**About this task**
Your task is to transcribe all the entries exactly, excluding pictures.
= Beginning of Section =
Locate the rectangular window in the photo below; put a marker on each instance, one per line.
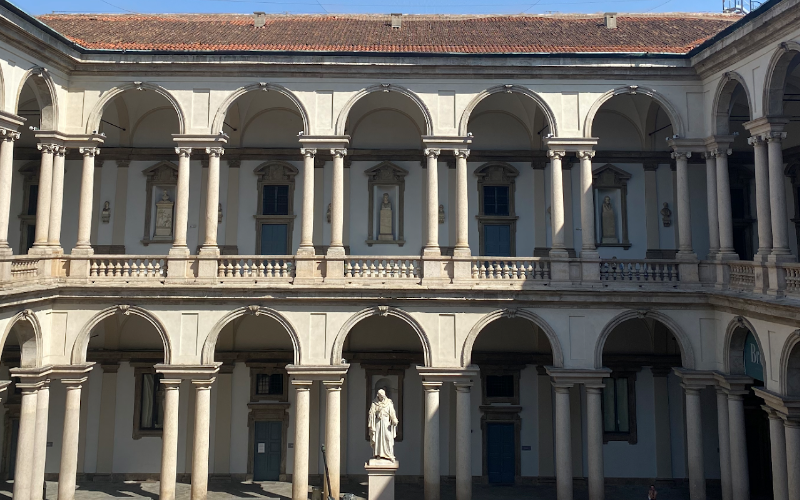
(152, 402)
(495, 200)
(497, 240)
(499, 386)
(276, 200)
(274, 239)
(616, 406)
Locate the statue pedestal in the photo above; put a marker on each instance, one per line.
(381, 478)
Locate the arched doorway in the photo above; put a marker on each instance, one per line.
(515, 404)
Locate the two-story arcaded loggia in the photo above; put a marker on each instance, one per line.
(564, 245)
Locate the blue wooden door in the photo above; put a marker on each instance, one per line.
(267, 452)
(500, 453)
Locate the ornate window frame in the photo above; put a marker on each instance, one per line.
(386, 173)
(611, 177)
(162, 174)
(497, 173)
(275, 173)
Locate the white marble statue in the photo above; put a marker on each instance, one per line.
(609, 223)
(382, 424)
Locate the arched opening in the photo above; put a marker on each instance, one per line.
(384, 154)
(745, 357)
(732, 112)
(632, 168)
(642, 403)
(253, 398)
(509, 126)
(514, 400)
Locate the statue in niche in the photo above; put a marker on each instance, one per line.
(609, 223)
(385, 227)
(666, 215)
(164, 217)
(382, 424)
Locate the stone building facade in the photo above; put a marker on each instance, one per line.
(565, 246)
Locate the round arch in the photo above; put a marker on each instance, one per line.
(469, 342)
(776, 78)
(31, 344)
(672, 113)
(791, 343)
(684, 342)
(734, 342)
(338, 343)
(222, 111)
(341, 120)
(210, 344)
(93, 123)
(722, 101)
(81, 344)
(45, 91)
(508, 89)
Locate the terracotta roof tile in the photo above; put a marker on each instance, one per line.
(666, 33)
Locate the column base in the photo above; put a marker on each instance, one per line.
(381, 474)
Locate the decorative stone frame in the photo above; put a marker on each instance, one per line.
(610, 177)
(507, 414)
(140, 369)
(162, 174)
(267, 412)
(386, 173)
(30, 177)
(493, 370)
(399, 371)
(497, 174)
(256, 369)
(275, 173)
(631, 436)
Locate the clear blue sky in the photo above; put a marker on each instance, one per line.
(368, 6)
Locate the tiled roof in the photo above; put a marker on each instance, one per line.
(663, 33)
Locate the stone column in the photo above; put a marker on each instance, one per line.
(40, 440)
(432, 476)
(26, 437)
(69, 440)
(337, 202)
(432, 245)
(307, 228)
(557, 205)
(333, 426)
(202, 423)
(563, 442)
(740, 476)
(212, 201)
(711, 198)
(169, 439)
(7, 138)
(301, 438)
(45, 192)
(792, 431)
(724, 444)
(56, 199)
(724, 203)
(594, 415)
(463, 441)
(694, 442)
(87, 202)
(182, 201)
(462, 204)
(777, 440)
(777, 194)
(684, 210)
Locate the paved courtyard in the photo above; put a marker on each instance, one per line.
(283, 491)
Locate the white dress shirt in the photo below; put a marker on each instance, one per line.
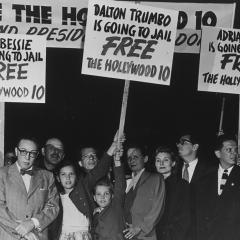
(73, 219)
(220, 173)
(27, 180)
(191, 168)
(133, 182)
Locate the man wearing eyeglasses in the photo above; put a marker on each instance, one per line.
(28, 196)
(218, 195)
(88, 158)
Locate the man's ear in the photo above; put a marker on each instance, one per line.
(195, 147)
(217, 153)
(43, 151)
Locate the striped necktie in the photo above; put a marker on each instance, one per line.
(185, 172)
(223, 180)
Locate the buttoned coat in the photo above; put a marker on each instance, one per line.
(16, 204)
(148, 205)
(110, 222)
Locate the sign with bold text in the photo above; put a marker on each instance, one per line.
(62, 23)
(192, 17)
(129, 41)
(22, 68)
(219, 69)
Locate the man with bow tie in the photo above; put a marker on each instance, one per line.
(218, 195)
(28, 196)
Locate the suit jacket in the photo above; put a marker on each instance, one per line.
(218, 217)
(175, 221)
(81, 195)
(148, 204)
(110, 222)
(202, 168)
(16, 204)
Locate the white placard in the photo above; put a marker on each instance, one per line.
(129, 41)
(192, 16)
(219, 69)
(62, 22)
(22, 68)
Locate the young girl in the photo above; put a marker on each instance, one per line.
(73, 224)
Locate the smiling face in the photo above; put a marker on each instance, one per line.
(26, 153)
(227, 155)
(186, 148)
(164, 163)
(136, 160)
(53, 151)
(88, 158)
(103, 196)
(67, 178)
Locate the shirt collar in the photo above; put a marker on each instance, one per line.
(221, 170)
(19, 168)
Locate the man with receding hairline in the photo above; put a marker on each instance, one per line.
(28, 196)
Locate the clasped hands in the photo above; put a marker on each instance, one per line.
(24, 229)
(131, 231)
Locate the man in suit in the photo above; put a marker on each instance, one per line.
(191, 168)
(88, 158)
(218, 195)
(53, 154)
(28, 196)
(144, 199)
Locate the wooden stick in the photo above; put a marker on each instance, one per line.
(220, 130)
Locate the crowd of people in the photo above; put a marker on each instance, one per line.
(46, 196)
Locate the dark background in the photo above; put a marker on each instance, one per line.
(84, 109)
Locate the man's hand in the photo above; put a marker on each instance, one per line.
(25, 227)
(31, 236)
(131, 231)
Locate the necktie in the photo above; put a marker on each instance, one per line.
(24, 171)
(185, 172)
(223, 180)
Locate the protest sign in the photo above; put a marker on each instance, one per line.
(219, 69)
(61, 22)
(192, 16)
(22, 68)
(129, 41)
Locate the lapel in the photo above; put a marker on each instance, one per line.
(142, 179)
(16, 178)
(35, 182)
(199, 169)
(232, 180)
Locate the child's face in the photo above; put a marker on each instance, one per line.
(67, 177)
(103, 196)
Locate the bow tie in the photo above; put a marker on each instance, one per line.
(29, 172)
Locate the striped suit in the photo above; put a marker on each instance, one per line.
(16, 204)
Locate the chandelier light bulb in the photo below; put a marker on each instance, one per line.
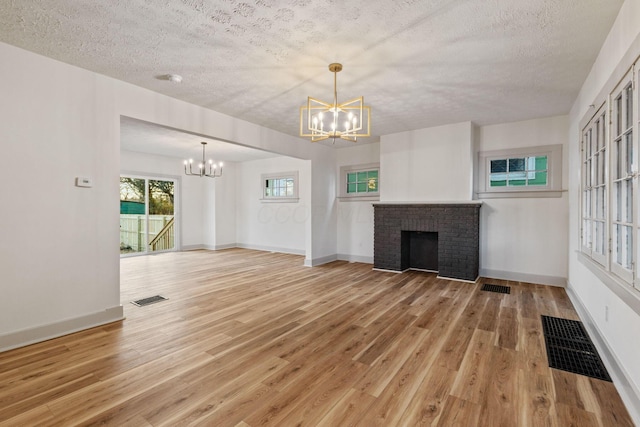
(353, 114)
(209, 172)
= End of Section =
**Answer to the problem**
Locate the rectangular window in the photo below; put a marker on each instance, one per line.
(152, 402)
(495, 200)
(497, 240)
(499, 386)
(276, 200)
(274, 239)
(616, 406)
Locate the statue pedestal in the photo above; put a marker on each instance, one per line.
(381, 478)
Locate the arched doorway in the photo above; put a marker on each instance, one per line.
(515, 404)
Locate the two-story arcaded loggia in the photo above; put a marker on each instance, one per line.
(564, 245)
Locate the blue wooden door in the photo above; put a marker on each instance, one per line.
(267, 452)
(500, 453)
Locate the ornate window frame in the photo above; put a marker on each instance, one per line.
(386, 173)
(611, 177)
(162, 174)
(497, 173)
(275, 173)
Locate the white marble statue in the photo above; put a marker on each instance, one per line.
(609, 223)
(382, 424)
Locate the arched opening in the photo above; put a marker on each instance, one per line.
(384, 154)
(745, 357)
(732, 112)
(632, 168)
(642, 403)
(253, 398)
(509, 126)
(514, 400)
Locate the statue in niche in the photo above; put a marker on each instance, one per line.
(609, 223)
(385, 227)
(666, 215)
(164, 217)
(382, 424)
Locate the stone building facade in the photo above; put a marker on each instance, one per line.
(565, 246)
Locate the round arch in the photo above; put a marker on each instance, one per line.
(469, 342)
(776, 78)
(31, 344)
(672, 113)
(791, 343)
(684, 342)
(734, 342)
(338, 343)
(222, 111)
(341, 120)
(210, 344)
(93, 123)
(722, 101)
(81, 344)
(45, 91)
(508, 89)
Locate the terracotta roof tile in the photo above; put a marker on each instance, one per line.
(666, 33)
Locate the column base in the photo above; put a marker on each instance, one per line.
(381, 474)
Locate the decorative stone frame in the photo above; put a marker on each instance, one per line.
(610, 177)
(507, 414)
(140, 369)
(162, 174)
(267, 412)
(386, 173)
(30, 177)
(493, 370)
(399, 371)
(497, 174)
(256, 369)
(275, 173)
(631, 436)
Locate the clear blue sky in the photo above; put a marker on each instance, one per line.
(368, 6)
Locate the tiled roof in the photo above; put a marker on each instance, one per line.
(663, 33)
Locate the stone column in the photo above; put a marker on each instance, one per line.
(40, 440)
(432, 476)
(26, 437)
(69, 440)
(337, 202)
(432, 245)
(307, 228)
(557, 205)
(333, 426)
(202, 423)
(563, 442)
(740, 476)
(212, 201)
(711, 198)
(169, 439)
(7, 138)
(301, 438)
(45, 192)
(792, 431)
(724, 444)
(56, 199)
(724, 203)
(594, 415)
(463, 441)
(694, 442)
(87, 202)
(182, 201)
(462, 204)
(777, 440)
(777, 194)
(684, 210)
Locate the paved courtyard in the photo above; put a marker on each instance, one per line.
(283, 491)
Locate the white dress shirt in the photo below; put a marker on each instance, one per line.
(73, 219)
(220, 173)
(27, 180)
(191, 168)
(133, 182)
Locate the man wearing eyeglasses in the photo above; put a marker on each instance, one per line.
(28, 196)
(218, 195)
(88, 158)
Locate the man's ear in the photo above; put a marker on each instance, one per line.
(195, 147)
(217, 153)
(43, 151)
Locate the striped necktie in the photo above; put a marker on each instance, one per line.
(185, 172)
(223, 180)
Locate the buttoned coat in the photo above; put a marker on each instance, one per line.
(16, 204)
(148, 205)
(110, 222)
Locate the sign with bold text in the photo above; put a marker on each instance, one per line.
(62, 23)
(192, 17)
(129, 41)
(22, 68)
(219, 69)
Locate the man with bow tie in the photo above; put a marker on each instance, one per line.
(218, 195)
(28, 196)
Locate the suit jacket in the photo above; put a marker on each instance, one per line.
(218, 217)
(175, 221)
(81, 195)
(148, 204)
(110, 222)
(202, 168)
(16, 204)
Locate the white placard in the photo above; put a marker on each instance, one per line.
(129, 41)
(192, 16)
(219, 69)
(62, 22)
(22, 68)
Locate the young girl in the photo above; put a marker on each instance, one per line.
(73, 224)
Locate the smiling face in the photo above; put a marker on each instance, one per line.
(26, 153)
(227, 155)
(186, 148)
(164, 163)
(136, 160)
(53, 151)
(88, 158)
(103, 196)
(67, 178)
Locate the shirt collar in the photo above; put a marker on each instance, one per line.
(221, 170)
(19, 168)
Locate the man with receding hairline in the photo above; put a marker on each instance, one per line.
(28, 196)
Locate the clasped hands in the photo above; put a marker on each instance, one per line.
(24, 229)
(131, 231)
Locate the man in suit in the photo above; put a marker on each instance, one per line.
(191, 168)
(88, 158)
(218, 195)
(53, 154)
(28, 196)
(144, 199)
Locate the wooden stick in the photo above; put a marker on each instance, one per line.
(220, 130)
Locate the crowd of people in the photo above; put a marker on each instance, one per line.
(46, 196)
Locate the dark background in the photo above; put a marker on each instance, one per line.
(84, 109)
Locate the man's hand in the photo above; put a marker on each instance, one per line.
(25, 227)
(31, 236)
(131, 231)
Locate the necktie in the photo above; put a marker on each instance, one per line.
(24, 171)
(185, 172)
(223, 180)
Locate the protest sign in the photo above; put a marker on each instance, one per line.
(219, 69)
(61, 22)
(192, 16)
(22, 68)
(129, 41)
Locate the lapel in the photo above; put a marker on each instance, one per line.
(142, 179)
(16, 178)
(35, 182)
(199, 169)
(232, 180)
Locate the child's face in the photo above; put a marker on each instance, one per line.
(67, 177)
(103, 196)
Locate the bow tie in the photo above; put a marker on each instance, one per line.
(29, 172)
Locate the striped suit in the photo above; put a marker on each instance, one per line.
(16, 204)
Locate the chandelier light bulb in the photo below; put a marker on each instance, one per line.
(353, 114)
(209, 172)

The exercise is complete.